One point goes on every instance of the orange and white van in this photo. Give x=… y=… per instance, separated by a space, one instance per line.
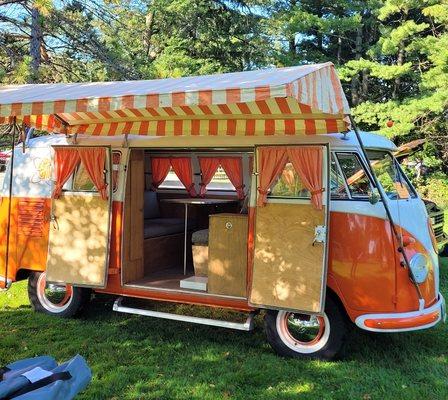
x=242 y=191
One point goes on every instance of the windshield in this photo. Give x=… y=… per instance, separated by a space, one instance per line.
x=390 y=175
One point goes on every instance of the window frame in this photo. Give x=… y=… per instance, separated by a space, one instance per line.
x=289 y=199
x=366 y=171
x=412 y=193
x=339 y=170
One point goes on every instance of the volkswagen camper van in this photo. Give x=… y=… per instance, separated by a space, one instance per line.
x=243 y=191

What the task asks: Duplicate every line of the listing above exactly as it appears, leaving the pictures out.

Solution to the exercise:
One point goes on every instance of the orange and white van in this photo. Give x=… y=… per instance, separated by a space, one instance per line.
x=242 y=191
One point goes on every instance of the windshield in this photo. Give x=… y=… per instance, separated by a space, one instance per line.
x=390 y=175
One point goes on every instance of the window frame in this photo. Give x=… y=… per instance, separated by a space, one instance per line.
x=289 y=199
x=366 y=171
x=412 y=193
x=339 y=170
One point goes on every instance of the volkswagen camper van in this photo. Give x=… y=… per instance, separated by a space, one instance per line.
x=243 y=191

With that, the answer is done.